# EXERCISE AIM:
Please copy out everything from the line containing "Locate the palm" down to the end of the entries below, requests included, and scale each bounding box coordinate in the answers by 2.55, rounding to whole numbers with halves going up. Leave the requests and their sample format unchanged, and give only that span.

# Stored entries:
* BEGIN *

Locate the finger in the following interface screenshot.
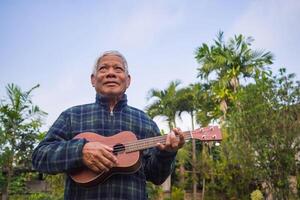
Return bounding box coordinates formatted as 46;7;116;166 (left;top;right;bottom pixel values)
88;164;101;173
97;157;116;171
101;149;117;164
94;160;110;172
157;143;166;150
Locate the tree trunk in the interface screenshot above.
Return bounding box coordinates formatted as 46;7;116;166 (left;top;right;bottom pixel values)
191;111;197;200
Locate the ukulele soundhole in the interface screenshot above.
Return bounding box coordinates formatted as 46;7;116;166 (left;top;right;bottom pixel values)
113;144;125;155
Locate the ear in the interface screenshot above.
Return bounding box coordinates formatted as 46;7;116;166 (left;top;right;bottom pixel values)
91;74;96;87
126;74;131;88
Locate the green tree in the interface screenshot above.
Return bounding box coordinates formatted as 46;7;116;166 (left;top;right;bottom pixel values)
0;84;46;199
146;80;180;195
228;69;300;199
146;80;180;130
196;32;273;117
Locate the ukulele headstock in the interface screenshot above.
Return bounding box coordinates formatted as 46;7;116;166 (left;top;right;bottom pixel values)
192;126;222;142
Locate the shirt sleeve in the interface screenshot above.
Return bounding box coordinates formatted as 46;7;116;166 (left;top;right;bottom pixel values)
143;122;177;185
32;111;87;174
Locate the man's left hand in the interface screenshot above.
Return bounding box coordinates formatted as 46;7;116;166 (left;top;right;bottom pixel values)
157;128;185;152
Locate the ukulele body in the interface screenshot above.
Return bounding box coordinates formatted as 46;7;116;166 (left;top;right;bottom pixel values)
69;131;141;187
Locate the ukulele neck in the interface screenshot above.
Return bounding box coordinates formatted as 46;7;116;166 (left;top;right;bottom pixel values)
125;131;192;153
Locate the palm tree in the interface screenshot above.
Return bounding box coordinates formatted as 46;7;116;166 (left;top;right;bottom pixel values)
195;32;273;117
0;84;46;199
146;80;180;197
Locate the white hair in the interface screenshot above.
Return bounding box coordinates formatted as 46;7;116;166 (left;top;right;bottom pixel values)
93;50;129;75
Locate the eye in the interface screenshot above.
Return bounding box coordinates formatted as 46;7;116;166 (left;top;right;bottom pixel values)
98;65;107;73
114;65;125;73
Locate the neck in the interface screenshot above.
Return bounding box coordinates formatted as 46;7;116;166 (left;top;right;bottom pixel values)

* END *

# RESULT OF THIS TASK:
Locate the palm tree in the interface screenshot above.
Return bounding box coordinates formatted as 46;7;116;166 (left;top;right;bottom pixel values)
497;82;696;298
0;214;117;507
372;204;459;502
Locate the white hair in the interface screenshot above.
Return bounding box coordinates formatted as 46;7;116;166 (left;top;right;bottom pixel values)
237;128;329;191
Locate the eye in the interface screenshot above.
Return bounding box coordinates formatted as 46;7;116;166 (left;top;right;bottom pixel values)
250;166;273;186
291;166;319;186
Locate the neck in the interface screenshot above.
Return bounding box coordinates formatted as 46;7;116;166 (left;top;right;bottom pixel values)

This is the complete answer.